## EXERCISE TASK:
Copy out the stretch of the records from the line containing "point: woven straw" through the end of the records, and leave the pictures out of your answer.
>> begin DATASET RECORDS
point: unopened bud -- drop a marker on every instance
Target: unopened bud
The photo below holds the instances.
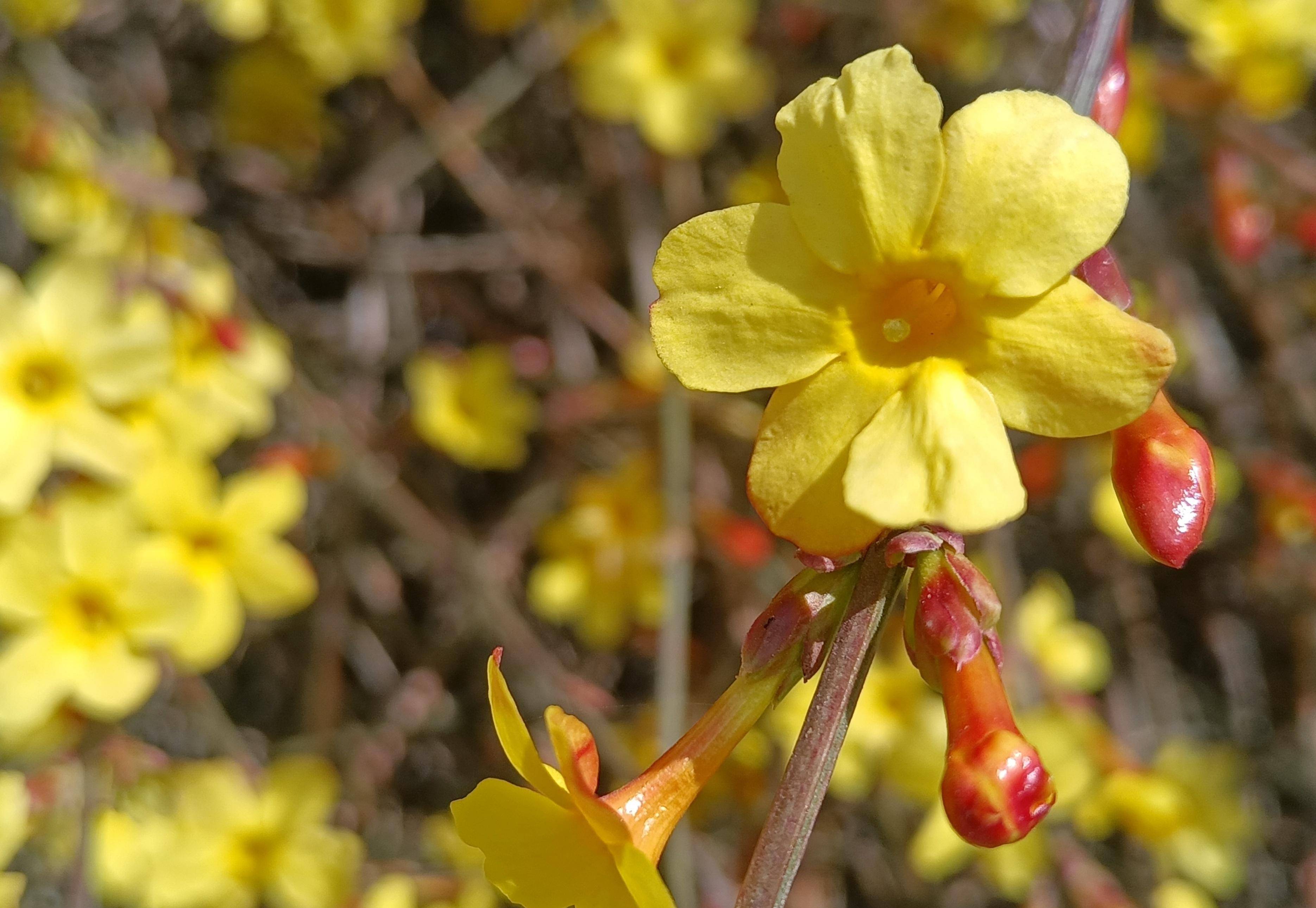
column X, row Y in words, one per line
column 1165, row 479
column 792, row 633
column 995, row 789
column 1102, row 273
column 1113, row 91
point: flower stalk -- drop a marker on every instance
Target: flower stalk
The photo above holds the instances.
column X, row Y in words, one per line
column 795, row 808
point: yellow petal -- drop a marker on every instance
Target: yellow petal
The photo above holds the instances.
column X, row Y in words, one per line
column 267, row 500
column 1032, row 190
column 273, row 578
column 537, row 853
column 25, row 453
column 215, row 630
column 114, row 682
column 745, row 304
column 862, row 161
column 578, row 758
column 177, row 494
column 301, row 792
column 1069, row 364
column 795, row 477
column 35, row 680
column 516, row 742
column 936, row 453
column 96, row 531
column 90, row 439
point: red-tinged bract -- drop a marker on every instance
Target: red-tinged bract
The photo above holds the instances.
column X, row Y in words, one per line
column 1165, row 479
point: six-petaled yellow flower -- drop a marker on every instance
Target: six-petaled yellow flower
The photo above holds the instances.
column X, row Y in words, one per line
column 69, row 352
column 227, row 540
column 86, row 609
column 673, row 68
column 912, row 299
column 473, row 409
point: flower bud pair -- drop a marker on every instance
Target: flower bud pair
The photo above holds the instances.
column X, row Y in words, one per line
column 994, row 789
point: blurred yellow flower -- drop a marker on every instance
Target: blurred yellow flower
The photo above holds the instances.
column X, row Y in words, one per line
column 212, row 840
column 964, row 35
column 240, row 20
column 266, row 96
column 914, row 299
column 1189, row 810
column 1263, row 49
column 15, row 806
column 344, row 39
column 86, row 607
column 498, row 16
column 1141, row 133
column 600, row 564
column 36, row 18
column 757, row 182
column 69, row 353
column 673, row 68
column 473, row 409
column 1072, row 655
column 227, row 540
column 897, row 715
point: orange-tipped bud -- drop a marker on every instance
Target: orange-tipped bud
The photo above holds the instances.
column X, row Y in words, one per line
column 1113, row 91
column 1165, row 479
column 995, row 787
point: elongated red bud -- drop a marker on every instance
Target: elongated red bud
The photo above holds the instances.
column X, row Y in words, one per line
column 1166, row 482
column 1113, row 91
column 995, row 789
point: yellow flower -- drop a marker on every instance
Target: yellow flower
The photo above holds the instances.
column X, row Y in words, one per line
column 1260, row 48
column 226, row 372
column 498, row 16
column 267, row 98
column 473, row 409
column 219, row 843
column 1072, row 655
column 897, row 715
column 1188, row 810
column 673, row 68
column 227, row 540
column 86, row 606
column 66, row 357
column 600, row 562
column 1141, row 133
column 963, row 35
column 758, row 182
column 36, row 18
column 343, row 39
column 912, row 299
column 559, row 844
column 240, row 20
column 15, row 806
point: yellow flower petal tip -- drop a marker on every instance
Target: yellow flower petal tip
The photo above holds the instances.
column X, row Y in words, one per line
column 912, row 301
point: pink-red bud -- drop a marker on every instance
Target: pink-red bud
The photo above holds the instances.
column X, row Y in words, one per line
column 1113, row 91
column 1165, row 478
column 1102, row 273
column 995, row 789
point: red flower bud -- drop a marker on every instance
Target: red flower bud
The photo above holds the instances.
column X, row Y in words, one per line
column 1244, row 226
column 1102, row 273
column 995, row 787
column 1166, row 482
column 1113, row 91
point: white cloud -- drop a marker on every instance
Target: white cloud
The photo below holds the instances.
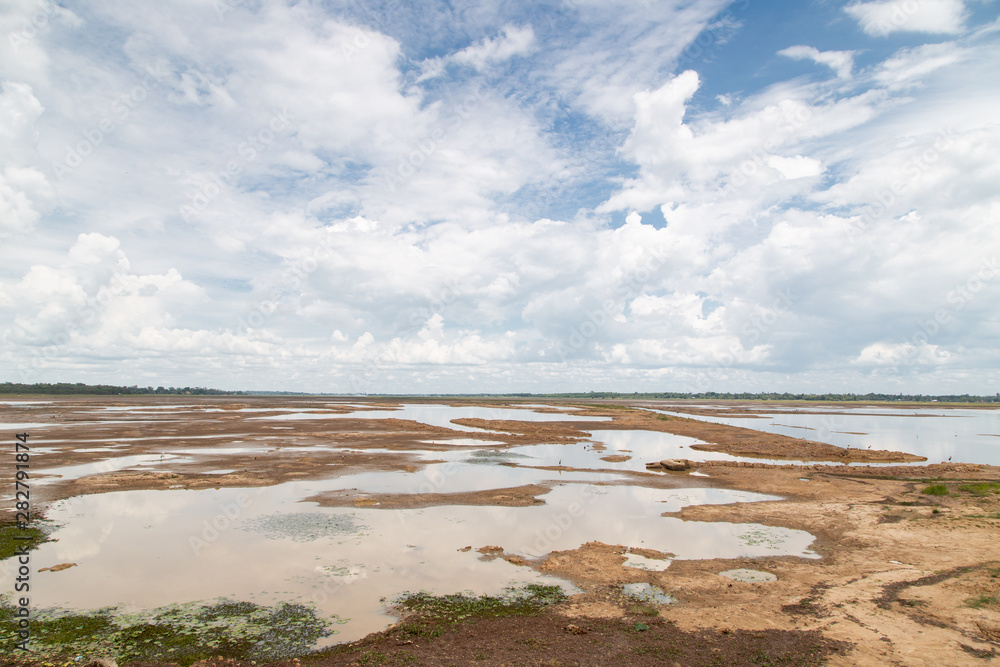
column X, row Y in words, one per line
column 391, row 230
column 515, row 41
column 841, row 62
column 930, row 16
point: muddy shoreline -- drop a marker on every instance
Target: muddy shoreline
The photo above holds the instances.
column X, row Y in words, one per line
column 897, row 566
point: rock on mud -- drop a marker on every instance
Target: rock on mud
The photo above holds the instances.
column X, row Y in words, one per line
column 670, row 464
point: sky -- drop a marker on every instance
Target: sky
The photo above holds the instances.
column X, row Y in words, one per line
column 465, row 197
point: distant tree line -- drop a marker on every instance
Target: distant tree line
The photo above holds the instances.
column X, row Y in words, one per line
column 81, row 388
column 771, row 396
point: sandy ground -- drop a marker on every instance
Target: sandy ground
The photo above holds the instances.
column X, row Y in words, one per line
column 898, row 567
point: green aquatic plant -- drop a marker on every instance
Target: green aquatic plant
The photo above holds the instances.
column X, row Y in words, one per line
column 182, row 633
column 13, row 539
column 528, row 600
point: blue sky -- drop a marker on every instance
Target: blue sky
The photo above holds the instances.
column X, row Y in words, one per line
column 479, row 197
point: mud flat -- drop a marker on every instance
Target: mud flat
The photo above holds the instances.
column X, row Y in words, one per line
column 905, row 568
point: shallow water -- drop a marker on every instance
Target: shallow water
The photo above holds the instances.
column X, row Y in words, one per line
column 964, row 435
column 147, row 549
column 151, row 548
column 441, row 415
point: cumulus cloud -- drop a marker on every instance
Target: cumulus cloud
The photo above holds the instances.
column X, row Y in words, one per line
column 884, row 17
column 841, row 62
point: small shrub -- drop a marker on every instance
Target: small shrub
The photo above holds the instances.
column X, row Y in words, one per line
column 981, row 488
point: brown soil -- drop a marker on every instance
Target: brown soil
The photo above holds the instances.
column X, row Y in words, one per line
column 897, row 582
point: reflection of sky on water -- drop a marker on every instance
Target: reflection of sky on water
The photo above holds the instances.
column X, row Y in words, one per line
column 151, row 548
column 441, row 415
column 139, row 547
column 931, row 432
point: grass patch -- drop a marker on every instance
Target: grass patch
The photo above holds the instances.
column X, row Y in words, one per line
column 11, row 539
column 528, row 600
column 177, row 633
column 982, row 600
column 981, row 488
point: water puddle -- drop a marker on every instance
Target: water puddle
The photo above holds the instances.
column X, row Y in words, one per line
column 442, row 415
column 148, row 549
column 749, row 576
column 649, row 564
column 939, row 435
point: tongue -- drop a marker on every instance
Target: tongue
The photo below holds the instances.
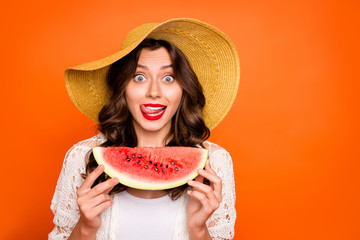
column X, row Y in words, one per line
column 149, row 111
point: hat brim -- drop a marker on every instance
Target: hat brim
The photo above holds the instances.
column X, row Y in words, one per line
column 211, row 54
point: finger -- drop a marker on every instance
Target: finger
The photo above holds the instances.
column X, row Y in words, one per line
column 199, row 178
column 97, row 200
column 100, row 208
column 205, row 189
column 208, row 167
column 90, row 179
column 104, row 187
column 215, row 180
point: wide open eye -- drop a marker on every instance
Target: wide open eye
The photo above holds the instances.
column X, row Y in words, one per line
column 139, row 78
column 169, row 78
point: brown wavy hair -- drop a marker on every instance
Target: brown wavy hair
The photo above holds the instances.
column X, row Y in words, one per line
column 115, row 121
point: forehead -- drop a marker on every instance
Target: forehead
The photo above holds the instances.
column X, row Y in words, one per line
column 158, row 56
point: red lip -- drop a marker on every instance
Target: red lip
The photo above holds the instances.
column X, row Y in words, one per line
column 147, row 113
column 153, row 105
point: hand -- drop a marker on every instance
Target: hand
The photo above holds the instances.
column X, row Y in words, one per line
column 93, row 201
column 204, row 199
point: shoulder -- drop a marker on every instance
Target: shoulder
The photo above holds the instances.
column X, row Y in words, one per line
column 77, row 154
column 214, row 148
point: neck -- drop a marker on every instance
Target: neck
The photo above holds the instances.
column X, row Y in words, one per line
column 151, row 138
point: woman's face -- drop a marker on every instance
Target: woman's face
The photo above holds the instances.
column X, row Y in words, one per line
column 153, row 95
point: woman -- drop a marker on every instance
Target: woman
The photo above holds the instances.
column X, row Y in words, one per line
column 152, row 97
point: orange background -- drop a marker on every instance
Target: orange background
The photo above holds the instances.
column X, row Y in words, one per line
column 292, row 132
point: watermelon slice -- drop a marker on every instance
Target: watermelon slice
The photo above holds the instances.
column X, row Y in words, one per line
column 151, row 168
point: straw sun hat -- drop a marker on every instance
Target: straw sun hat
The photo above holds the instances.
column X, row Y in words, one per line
column 209, row 51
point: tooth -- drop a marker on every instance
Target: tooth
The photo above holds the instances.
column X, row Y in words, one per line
column 155, row 114
column 154, row 108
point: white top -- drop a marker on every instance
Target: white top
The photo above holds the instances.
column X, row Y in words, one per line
column 150, row 219
column 66, row 211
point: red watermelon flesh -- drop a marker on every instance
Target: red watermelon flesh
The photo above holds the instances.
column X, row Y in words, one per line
column 151, row 168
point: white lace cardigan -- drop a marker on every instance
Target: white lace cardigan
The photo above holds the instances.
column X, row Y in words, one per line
column 66, row 211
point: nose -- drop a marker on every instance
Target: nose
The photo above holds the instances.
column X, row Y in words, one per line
column 154, row 89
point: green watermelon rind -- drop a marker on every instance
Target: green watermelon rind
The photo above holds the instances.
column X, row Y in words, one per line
column 133, row 183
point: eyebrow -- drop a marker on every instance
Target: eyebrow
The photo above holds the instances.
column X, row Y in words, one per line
column 163, row 67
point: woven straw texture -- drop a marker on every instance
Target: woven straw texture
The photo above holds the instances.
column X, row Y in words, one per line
column 210, row 52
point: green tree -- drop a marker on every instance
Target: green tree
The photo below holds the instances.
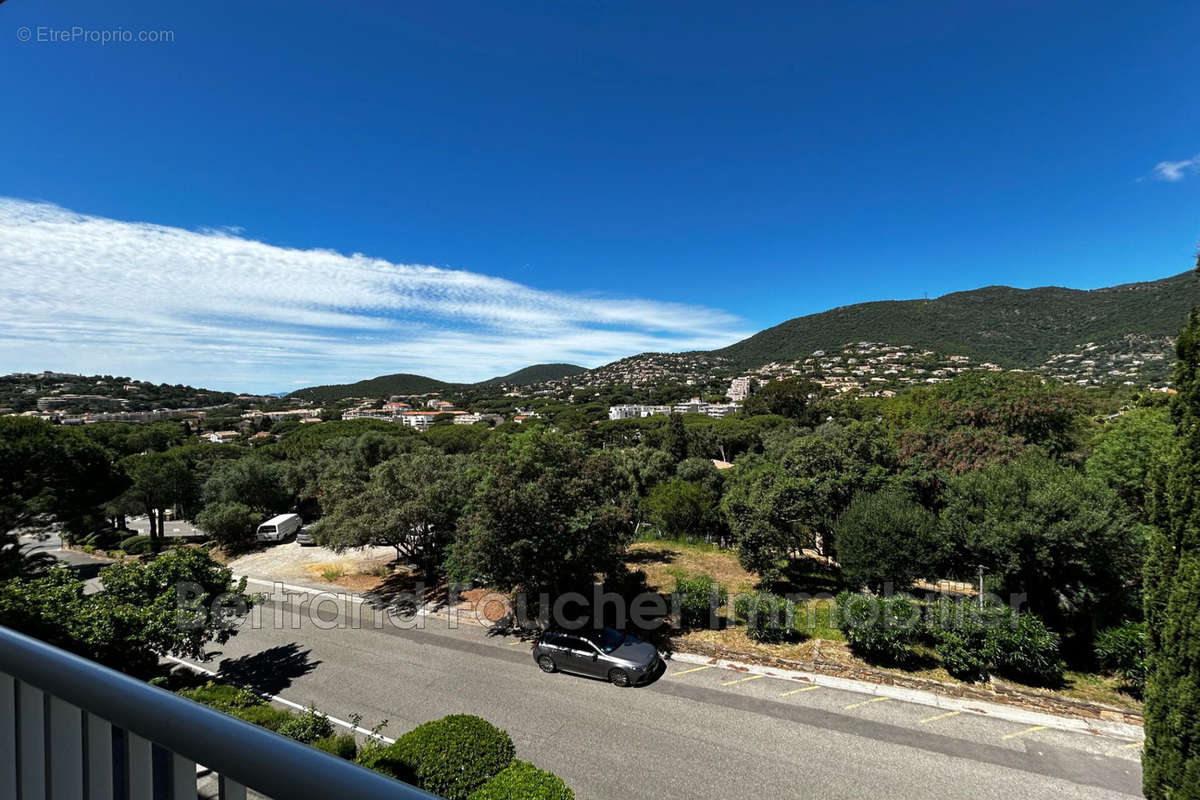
>> end DATASET RECORDS
## TASK SOLUTION:
point: woven straw texture -- drop a marker on every instance
Target: woven straw texture
The photo above holds the instances.
column X, row Y in words, one per line
column 210, row 52
point: green tree -- drop a marker on every instance
Target: green tree
The photo below holds the instances.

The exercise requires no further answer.